Advanced Data Structures

• Trie for string operations
• Heap/Priority Queue
• Monotonic Stack/Queue
• Disjoint Set Union (DSU)

📈 Difficulty Distribution

Difficulty	Count	Percentage
🟢 Easy	35	23%
🟡 Medium	85	57%
🔴 Hard	30	20%

🎯 Problem-Solving Patterns

Pattern 1: Two Pointers

When to use: Problems involving arrays/lists where you need to find pairs or triplets Examples: 3Sum, Container With Most Water

Pattern 2: Sliding Window

When to use: Problems involving subarrays/substrings with specific properties Examples: Minimum Window Substring, Longest Substring Without Repeating Characters

Pattern 3: Fast & Slow Pointers

When to use: Linked list cycle detection, finding middle element Examples: Linked list problems

Pattern 4: Merge Intervals

When to use: Overlapping intervals problems Examples: Merge Intervals

Pattern 5: Cyclic Sort

When to use: Problems involving arrays with numbers in a given range

Pattern 6: In-place Reversal of LinkedList

When to use: Reversing linked list segments

Pattern 7: Tree BFS

When to use: Level-order traversal, finding level averages Examples: Binary tree problems

Pattern 8: Tree DFS

When to use: Pre/In/Post-order traversal, path problems Examples: Path Sum, Maximum Path Sum

Pattern 9: Two Heaps

When to use: Finding median in a stream Examples: Find Median from Data Stream

Pattern 10: Subsets

When to use: Generating all combinations/permutations Examples: Permutations

Pattern 11: Modified Binary Search

When to use: Sorted/rotated arrays, search space reduction Examples: Search in Rotated Array

Pattern 12: Top K Elements

When to use: Finding K largest/smallest elements Examples: Kth Largest Element

Pattern 13: K-way Merge

When to use: Merging K sorted arrays/lists Examples: Merge K Sorted Lists

Pattern 14: Dynamic Programming

When to use: Optimization problems with overlapping subproblems Examples: Coin Change, Edit Distance

Pattern 15: Backtracking

When to use: Generating all possible solutions Examples: Generate Parentheses, Word Search

🚀 How to Use This Repository

1. Clone the Repository

git clone https://github.com/Ak-Rajak/Most_Imp_Interview_leetcode_Questions_150.git
cd Most_Imp_Interview_leetcode_Questions_150

2. Navigate to Specific Topic

cd Arrays_&_Strings

3. Run Any Solution

python 16_TrappingRainWater.py

4. Study the Approach

Each file contains:

• Problem link to LeetCode
• Detailed comments explaining the approach
• Time and space complexity analysis
• Multiple solution approaches (where applicable)

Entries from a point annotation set
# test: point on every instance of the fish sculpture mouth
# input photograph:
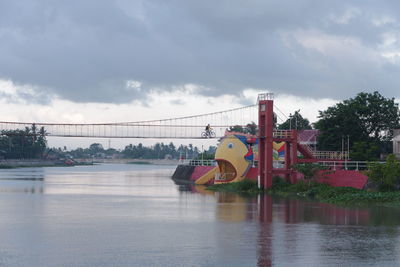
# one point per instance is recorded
(227, 170)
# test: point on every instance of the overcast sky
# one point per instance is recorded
(94, 60)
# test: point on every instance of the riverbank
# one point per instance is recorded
(26, 163)
(345, 196)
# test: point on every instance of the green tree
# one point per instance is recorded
(364, 151)
(365, 118)
(309, 170)
(385, 175)
(296, 121)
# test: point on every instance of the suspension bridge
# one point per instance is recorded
(189, 127)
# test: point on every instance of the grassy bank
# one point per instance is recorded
(347, 196)
(335, 195)
(245, 187)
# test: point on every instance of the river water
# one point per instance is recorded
(134, 215)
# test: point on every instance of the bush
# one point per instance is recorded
(386, 175)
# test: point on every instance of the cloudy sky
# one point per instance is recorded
(104, 60)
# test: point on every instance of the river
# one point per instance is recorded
(134, 215)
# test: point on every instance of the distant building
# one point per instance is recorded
(396, 143)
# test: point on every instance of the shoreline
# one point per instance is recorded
(341, 196)
(27, 163)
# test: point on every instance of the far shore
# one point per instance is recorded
(23, 163)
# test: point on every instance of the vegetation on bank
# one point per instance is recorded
(335, 195)
(384, 181)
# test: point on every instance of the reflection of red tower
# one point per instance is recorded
(265, 235)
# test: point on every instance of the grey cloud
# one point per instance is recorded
(86, 50)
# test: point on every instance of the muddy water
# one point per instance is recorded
(134, 215)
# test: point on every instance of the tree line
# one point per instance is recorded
(23, 144)
(365, 122)
(157, 151)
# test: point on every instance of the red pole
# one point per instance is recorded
(294, 161)
(266, 124)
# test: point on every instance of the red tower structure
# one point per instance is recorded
(265, 137)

** What is expected **
In the LeetCode interview guide, how many problems are classified as Medium? The data come from a source separate from the LeetCode interview guide.

** Final result **
85 problems, which is 57% of the total.